WORK INSTRUCTIONS
Set down exactly the lines running from the line with "the white dress" to the end of the listing below, both ends included.

····················

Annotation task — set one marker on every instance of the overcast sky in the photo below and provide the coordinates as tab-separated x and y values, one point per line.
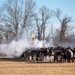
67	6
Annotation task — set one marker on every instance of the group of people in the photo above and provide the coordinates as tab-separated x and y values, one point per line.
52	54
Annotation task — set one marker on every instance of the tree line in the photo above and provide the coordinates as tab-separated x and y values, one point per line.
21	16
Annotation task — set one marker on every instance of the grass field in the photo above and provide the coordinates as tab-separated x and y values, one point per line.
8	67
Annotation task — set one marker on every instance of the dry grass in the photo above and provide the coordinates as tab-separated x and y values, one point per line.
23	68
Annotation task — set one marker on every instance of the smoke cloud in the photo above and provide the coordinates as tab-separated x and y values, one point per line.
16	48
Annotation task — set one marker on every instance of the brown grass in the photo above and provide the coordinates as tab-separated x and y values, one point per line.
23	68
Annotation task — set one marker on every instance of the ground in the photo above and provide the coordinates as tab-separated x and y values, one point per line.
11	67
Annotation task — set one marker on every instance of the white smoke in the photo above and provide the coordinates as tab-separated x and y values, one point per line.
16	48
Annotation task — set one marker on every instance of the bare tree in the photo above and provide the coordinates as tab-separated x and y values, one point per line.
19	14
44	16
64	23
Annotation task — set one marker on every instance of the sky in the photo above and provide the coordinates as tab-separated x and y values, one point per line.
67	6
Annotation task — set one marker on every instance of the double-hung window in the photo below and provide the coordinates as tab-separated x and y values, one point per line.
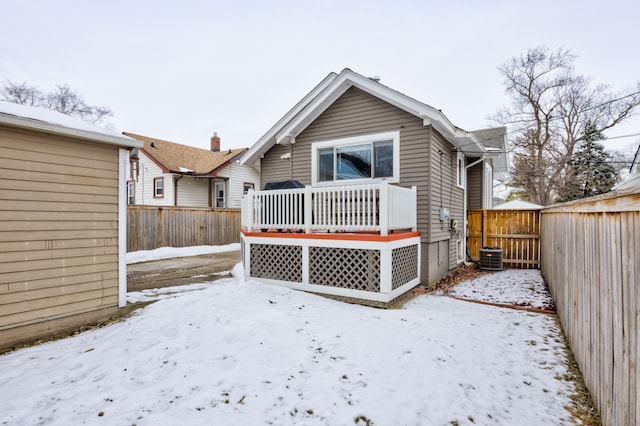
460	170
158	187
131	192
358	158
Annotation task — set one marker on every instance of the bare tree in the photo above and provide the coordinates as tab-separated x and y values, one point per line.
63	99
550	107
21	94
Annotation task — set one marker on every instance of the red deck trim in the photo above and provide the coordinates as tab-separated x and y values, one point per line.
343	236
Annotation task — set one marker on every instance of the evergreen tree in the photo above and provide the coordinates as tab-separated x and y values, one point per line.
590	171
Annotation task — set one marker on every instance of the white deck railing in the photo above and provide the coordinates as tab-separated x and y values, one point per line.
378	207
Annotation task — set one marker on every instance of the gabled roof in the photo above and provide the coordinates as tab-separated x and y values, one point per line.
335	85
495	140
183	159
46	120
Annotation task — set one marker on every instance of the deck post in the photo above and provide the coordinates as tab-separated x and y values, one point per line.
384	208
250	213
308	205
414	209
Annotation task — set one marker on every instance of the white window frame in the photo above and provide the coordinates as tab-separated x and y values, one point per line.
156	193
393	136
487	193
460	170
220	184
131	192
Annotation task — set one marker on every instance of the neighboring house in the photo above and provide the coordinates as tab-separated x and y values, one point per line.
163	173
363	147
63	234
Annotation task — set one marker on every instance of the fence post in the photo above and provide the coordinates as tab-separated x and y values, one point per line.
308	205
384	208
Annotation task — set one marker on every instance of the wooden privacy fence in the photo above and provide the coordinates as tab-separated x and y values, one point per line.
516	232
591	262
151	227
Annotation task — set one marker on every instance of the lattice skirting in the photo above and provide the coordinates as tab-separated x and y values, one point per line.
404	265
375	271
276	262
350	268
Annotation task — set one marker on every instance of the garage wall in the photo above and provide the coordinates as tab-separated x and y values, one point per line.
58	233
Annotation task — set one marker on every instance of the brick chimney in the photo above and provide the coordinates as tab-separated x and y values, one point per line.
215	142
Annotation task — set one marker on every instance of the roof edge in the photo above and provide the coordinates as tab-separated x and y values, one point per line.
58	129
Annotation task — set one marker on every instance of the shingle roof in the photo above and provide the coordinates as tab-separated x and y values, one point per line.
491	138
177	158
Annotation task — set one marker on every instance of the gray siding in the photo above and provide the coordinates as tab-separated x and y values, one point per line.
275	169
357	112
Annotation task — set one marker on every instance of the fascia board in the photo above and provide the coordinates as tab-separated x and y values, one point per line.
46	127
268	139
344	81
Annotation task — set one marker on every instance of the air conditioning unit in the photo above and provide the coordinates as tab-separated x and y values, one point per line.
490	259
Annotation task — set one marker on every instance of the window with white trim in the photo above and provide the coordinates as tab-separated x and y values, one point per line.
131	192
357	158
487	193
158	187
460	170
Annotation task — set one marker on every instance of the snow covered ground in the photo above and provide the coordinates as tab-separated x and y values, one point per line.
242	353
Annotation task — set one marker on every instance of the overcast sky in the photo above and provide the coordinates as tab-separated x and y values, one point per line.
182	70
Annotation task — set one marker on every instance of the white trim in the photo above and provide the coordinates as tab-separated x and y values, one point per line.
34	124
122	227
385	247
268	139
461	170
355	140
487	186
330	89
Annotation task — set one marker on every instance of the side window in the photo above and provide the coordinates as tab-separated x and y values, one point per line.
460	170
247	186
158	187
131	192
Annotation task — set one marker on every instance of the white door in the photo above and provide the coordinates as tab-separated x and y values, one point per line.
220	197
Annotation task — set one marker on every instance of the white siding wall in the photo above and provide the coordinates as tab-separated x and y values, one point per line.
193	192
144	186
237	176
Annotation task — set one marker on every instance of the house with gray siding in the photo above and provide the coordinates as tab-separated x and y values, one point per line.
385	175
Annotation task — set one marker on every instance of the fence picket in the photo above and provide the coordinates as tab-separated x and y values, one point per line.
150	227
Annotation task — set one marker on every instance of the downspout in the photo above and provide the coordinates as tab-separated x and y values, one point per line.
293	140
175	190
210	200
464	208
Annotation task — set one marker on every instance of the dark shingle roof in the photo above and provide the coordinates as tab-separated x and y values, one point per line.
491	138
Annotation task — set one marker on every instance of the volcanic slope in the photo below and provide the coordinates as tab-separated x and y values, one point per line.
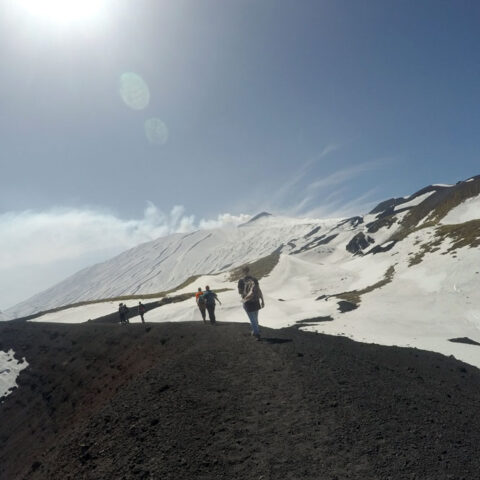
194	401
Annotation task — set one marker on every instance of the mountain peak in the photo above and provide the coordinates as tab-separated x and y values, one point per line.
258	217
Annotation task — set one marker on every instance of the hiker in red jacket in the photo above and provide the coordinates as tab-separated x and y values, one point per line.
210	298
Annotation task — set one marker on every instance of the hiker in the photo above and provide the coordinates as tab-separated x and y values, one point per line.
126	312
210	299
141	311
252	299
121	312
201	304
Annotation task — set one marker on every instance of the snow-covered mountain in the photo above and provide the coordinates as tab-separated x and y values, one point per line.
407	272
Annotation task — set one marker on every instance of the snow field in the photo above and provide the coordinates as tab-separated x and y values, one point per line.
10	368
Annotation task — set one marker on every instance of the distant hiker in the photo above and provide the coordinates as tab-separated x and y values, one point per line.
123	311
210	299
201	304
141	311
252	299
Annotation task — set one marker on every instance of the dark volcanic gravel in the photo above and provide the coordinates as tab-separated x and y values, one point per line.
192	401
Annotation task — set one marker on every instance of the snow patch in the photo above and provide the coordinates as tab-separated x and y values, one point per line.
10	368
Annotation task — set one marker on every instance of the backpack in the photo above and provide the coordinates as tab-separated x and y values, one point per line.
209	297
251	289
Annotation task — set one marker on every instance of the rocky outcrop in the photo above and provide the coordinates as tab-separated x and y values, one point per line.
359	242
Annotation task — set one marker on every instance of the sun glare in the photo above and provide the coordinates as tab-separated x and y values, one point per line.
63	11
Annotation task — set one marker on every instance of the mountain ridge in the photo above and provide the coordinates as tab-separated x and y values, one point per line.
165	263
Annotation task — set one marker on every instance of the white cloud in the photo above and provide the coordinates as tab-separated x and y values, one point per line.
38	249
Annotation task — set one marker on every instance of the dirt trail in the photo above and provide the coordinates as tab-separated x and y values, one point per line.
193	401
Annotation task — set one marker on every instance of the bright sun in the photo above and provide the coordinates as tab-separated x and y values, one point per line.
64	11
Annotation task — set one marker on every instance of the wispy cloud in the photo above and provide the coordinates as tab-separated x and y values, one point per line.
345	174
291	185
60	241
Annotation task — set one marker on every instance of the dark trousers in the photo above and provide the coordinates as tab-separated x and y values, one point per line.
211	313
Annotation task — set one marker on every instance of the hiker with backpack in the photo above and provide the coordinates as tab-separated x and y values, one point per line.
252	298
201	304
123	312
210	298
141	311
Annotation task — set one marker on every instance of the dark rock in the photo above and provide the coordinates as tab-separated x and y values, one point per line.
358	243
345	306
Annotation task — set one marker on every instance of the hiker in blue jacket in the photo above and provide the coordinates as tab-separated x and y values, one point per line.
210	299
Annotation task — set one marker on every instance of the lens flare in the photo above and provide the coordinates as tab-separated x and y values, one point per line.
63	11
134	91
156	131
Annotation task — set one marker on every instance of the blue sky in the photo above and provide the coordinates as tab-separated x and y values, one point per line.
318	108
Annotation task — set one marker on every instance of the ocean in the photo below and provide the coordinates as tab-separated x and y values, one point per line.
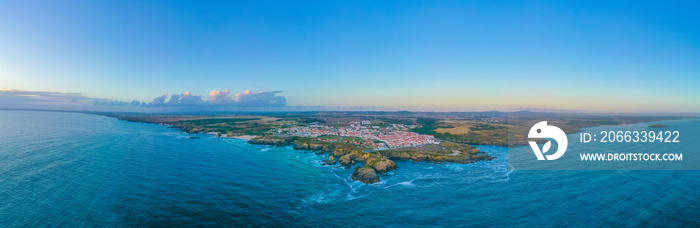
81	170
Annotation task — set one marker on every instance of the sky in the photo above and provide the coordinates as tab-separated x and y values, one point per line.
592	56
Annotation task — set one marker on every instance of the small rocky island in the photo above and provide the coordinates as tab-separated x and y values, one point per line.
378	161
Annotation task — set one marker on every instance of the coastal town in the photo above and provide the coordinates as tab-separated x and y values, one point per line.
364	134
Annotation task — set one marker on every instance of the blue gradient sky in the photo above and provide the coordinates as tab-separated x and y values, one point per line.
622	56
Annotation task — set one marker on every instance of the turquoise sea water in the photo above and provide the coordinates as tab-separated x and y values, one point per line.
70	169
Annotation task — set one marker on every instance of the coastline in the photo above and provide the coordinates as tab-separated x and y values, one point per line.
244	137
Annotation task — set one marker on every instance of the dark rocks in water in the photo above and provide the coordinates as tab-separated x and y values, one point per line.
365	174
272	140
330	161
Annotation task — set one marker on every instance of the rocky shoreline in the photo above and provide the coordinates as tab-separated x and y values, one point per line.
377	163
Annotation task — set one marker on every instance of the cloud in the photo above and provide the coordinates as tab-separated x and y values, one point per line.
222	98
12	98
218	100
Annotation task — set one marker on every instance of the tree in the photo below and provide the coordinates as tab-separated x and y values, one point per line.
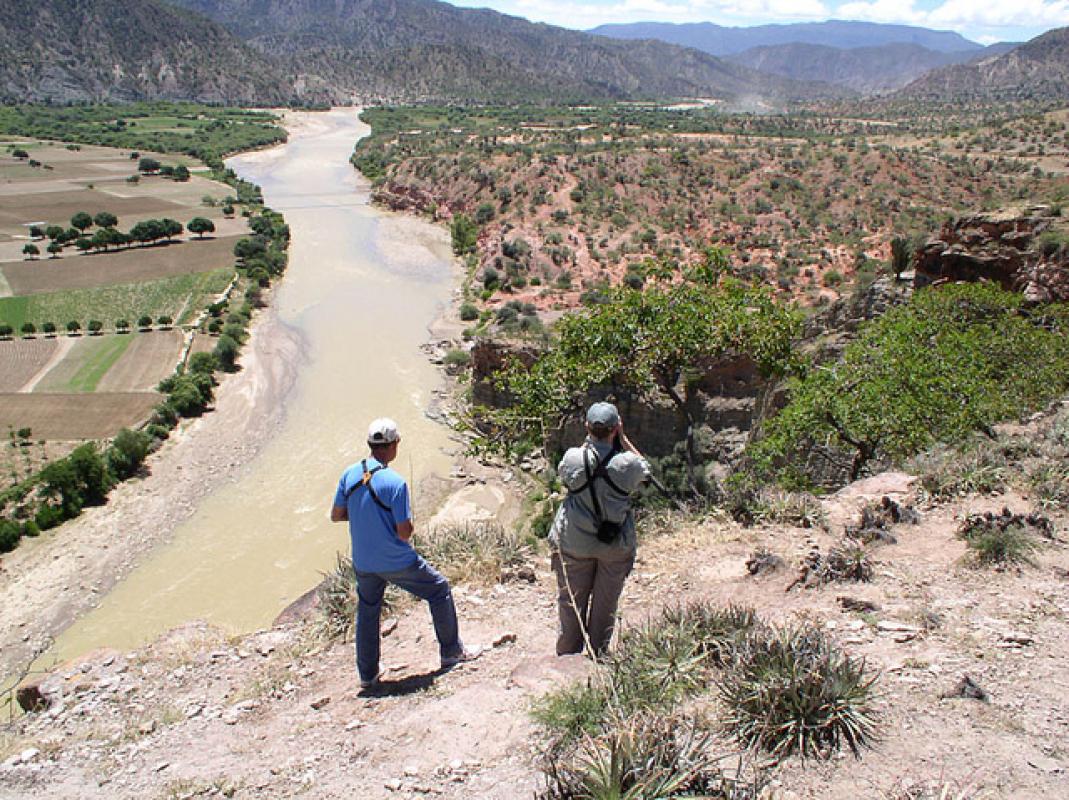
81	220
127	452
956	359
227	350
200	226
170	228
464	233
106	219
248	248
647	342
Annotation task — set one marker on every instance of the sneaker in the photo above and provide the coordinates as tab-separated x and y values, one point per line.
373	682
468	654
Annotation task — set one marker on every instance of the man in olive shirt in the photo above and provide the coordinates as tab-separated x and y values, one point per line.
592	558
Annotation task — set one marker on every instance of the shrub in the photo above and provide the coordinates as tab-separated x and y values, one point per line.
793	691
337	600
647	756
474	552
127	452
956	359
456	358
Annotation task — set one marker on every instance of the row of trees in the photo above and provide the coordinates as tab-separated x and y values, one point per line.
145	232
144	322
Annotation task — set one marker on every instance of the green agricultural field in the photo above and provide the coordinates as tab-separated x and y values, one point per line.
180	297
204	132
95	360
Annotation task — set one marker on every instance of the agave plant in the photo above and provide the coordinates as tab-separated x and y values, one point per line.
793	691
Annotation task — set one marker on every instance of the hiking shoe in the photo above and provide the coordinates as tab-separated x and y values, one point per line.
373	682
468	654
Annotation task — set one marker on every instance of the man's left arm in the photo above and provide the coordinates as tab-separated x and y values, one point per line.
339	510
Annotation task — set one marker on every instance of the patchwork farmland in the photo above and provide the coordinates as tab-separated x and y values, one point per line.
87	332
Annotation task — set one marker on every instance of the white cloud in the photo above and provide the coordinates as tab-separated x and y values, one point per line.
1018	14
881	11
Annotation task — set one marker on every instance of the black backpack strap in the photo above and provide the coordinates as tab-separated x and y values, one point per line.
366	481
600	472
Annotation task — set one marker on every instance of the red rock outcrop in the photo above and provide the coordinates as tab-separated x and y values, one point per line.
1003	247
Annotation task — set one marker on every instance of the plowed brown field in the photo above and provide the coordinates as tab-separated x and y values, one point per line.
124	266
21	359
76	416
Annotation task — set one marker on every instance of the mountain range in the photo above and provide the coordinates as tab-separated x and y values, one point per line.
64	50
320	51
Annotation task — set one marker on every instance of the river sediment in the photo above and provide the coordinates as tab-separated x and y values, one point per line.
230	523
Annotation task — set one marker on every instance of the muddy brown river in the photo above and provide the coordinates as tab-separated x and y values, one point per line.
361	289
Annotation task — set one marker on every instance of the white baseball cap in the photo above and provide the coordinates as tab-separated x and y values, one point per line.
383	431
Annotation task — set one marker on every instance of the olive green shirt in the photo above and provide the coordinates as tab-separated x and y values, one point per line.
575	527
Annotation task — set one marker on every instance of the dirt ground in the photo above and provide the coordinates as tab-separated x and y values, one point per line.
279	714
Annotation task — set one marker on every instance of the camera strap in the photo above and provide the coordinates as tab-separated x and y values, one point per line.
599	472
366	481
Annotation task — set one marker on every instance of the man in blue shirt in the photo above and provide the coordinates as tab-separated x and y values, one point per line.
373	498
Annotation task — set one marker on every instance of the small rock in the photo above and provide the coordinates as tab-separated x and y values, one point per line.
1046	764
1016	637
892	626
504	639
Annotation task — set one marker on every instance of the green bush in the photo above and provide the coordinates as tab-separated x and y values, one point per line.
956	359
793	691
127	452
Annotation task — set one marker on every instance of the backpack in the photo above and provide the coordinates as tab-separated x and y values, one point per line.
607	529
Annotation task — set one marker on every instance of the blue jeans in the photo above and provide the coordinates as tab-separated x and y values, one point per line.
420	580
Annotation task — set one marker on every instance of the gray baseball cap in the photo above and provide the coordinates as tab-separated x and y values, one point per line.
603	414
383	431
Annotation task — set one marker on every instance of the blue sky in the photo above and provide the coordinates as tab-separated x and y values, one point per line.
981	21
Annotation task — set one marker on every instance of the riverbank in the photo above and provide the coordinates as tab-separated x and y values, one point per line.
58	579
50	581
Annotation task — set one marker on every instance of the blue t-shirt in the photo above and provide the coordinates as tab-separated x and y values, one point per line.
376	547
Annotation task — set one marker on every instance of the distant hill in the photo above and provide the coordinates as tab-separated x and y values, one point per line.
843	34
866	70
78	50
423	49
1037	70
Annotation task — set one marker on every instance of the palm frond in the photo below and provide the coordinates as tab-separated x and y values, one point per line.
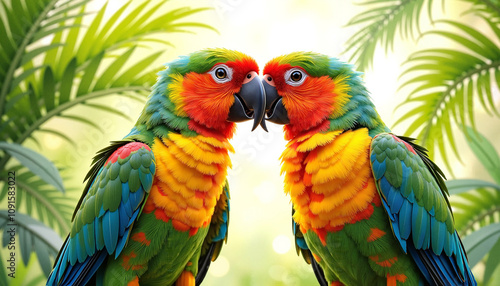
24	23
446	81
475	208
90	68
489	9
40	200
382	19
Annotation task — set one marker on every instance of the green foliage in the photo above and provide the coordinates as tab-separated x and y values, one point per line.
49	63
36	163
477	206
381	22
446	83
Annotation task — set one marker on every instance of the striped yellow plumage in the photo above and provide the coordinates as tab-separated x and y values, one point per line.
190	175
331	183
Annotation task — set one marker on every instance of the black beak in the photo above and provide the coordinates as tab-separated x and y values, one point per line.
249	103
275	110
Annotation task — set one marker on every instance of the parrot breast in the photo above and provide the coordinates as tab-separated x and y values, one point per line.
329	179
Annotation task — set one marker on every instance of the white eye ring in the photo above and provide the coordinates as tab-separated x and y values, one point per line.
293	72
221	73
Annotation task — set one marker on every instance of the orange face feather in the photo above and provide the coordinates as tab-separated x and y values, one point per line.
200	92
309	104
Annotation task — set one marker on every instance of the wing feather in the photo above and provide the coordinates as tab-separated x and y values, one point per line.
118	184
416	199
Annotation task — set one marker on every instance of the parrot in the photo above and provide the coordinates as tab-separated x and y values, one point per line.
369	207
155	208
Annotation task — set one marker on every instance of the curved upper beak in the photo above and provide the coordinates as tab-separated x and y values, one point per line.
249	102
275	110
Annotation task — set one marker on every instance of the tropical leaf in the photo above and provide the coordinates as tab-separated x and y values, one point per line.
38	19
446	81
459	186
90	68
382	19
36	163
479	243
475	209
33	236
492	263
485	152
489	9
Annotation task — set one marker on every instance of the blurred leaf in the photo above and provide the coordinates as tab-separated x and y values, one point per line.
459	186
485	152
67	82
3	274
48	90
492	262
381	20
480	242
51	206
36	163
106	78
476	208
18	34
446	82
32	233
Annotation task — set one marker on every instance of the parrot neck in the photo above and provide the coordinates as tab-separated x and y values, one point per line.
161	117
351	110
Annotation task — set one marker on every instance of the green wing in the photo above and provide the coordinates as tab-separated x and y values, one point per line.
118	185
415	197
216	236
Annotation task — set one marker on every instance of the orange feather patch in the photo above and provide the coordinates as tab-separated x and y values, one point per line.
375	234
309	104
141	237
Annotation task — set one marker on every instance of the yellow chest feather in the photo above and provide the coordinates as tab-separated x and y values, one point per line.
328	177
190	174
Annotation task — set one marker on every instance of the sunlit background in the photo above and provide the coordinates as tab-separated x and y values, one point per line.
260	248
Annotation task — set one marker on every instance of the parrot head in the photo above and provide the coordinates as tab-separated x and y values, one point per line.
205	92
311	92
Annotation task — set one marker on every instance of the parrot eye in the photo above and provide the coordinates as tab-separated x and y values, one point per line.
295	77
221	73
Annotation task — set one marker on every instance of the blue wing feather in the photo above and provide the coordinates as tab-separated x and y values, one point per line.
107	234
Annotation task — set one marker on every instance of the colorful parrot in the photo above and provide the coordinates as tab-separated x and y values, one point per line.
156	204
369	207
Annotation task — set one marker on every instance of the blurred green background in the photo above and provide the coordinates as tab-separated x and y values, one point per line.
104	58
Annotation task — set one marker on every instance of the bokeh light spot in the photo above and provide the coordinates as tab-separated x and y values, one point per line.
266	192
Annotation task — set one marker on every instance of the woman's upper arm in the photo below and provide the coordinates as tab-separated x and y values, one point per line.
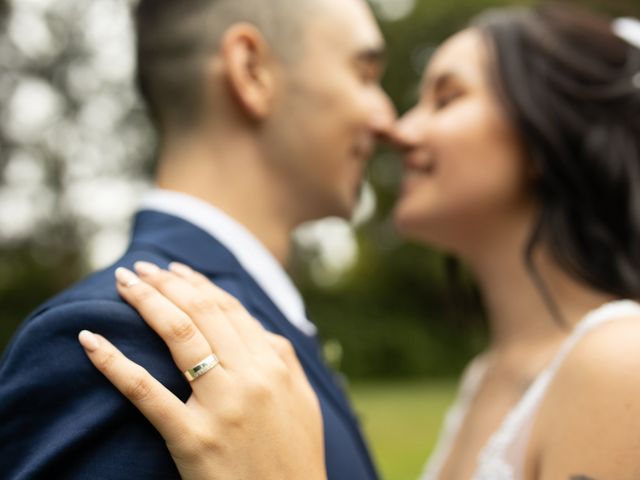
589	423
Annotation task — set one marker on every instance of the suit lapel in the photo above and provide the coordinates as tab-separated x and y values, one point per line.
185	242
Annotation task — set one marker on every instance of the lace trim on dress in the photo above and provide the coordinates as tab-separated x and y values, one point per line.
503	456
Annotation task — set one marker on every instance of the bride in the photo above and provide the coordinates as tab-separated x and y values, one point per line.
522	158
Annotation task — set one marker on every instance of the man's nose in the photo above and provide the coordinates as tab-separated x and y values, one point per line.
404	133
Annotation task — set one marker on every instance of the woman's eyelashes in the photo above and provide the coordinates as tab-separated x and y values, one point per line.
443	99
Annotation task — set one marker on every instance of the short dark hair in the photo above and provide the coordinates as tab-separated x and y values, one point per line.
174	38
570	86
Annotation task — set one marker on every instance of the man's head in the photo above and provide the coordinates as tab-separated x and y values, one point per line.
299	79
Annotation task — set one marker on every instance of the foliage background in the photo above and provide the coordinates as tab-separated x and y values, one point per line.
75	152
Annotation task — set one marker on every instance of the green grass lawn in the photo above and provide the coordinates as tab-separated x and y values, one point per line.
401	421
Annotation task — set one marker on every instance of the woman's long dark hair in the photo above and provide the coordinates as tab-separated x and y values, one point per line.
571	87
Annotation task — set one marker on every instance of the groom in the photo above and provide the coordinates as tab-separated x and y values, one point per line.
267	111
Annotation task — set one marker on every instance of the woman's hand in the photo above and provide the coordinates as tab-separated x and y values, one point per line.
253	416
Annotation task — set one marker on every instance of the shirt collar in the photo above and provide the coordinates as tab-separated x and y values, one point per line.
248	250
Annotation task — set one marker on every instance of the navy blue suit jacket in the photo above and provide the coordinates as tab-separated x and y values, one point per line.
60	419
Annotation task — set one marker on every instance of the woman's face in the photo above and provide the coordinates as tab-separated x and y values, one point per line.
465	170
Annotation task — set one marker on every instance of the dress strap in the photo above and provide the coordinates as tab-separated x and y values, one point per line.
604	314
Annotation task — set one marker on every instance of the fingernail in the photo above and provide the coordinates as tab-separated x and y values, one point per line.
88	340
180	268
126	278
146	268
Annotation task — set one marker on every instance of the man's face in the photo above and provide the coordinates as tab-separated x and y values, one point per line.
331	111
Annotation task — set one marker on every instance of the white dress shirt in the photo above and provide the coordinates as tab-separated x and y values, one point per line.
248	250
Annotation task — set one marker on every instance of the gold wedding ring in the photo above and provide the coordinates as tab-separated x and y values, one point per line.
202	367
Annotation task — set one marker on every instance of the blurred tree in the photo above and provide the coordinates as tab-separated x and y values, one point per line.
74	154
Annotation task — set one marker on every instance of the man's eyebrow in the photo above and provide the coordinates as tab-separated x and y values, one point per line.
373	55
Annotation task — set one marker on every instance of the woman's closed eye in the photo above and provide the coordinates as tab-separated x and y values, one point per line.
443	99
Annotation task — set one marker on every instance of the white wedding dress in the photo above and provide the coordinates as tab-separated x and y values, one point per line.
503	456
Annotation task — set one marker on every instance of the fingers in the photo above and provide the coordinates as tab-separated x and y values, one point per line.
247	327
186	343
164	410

····················

ANSWER FOR THIS EXERCISE
Annotation task — set one marker on every instance of the white dress shirt in the photo above and provide the coordinates as tab-separated x and y values, one point per line.
248	250
Annotation task — set one marker on every instance of the gold wedding ring in the photo above and provide the coordinates as tab-separated x and y values, one point per line.
202	367
Annotation task — set one marker on every instance of the blurred tree in the photo above and provide the coordinates as tab-separated x and y values, one point per line.
74	154
Annotation task — set one marker on every instance of the man's eyebrow in the photo above and provide the coordinates as tab-separated x and y values, one point per line.
373	55
Annotation task — set one marker on every instance of the woman's closed eye in the photo above and provide the coordinates as tab-separated x and y values, one point per line.
443	99
Annotation task — set one marker on every instance of the white wedding dress in the photo above and provide the coordinates as tab-separated x and y values, one point per line.
503	456
Annotation task — set one marker on every instance of the fingers in the photo above and provide the coordinates as tab-separated x and y values, one point per line.
247	327
186	343
164	410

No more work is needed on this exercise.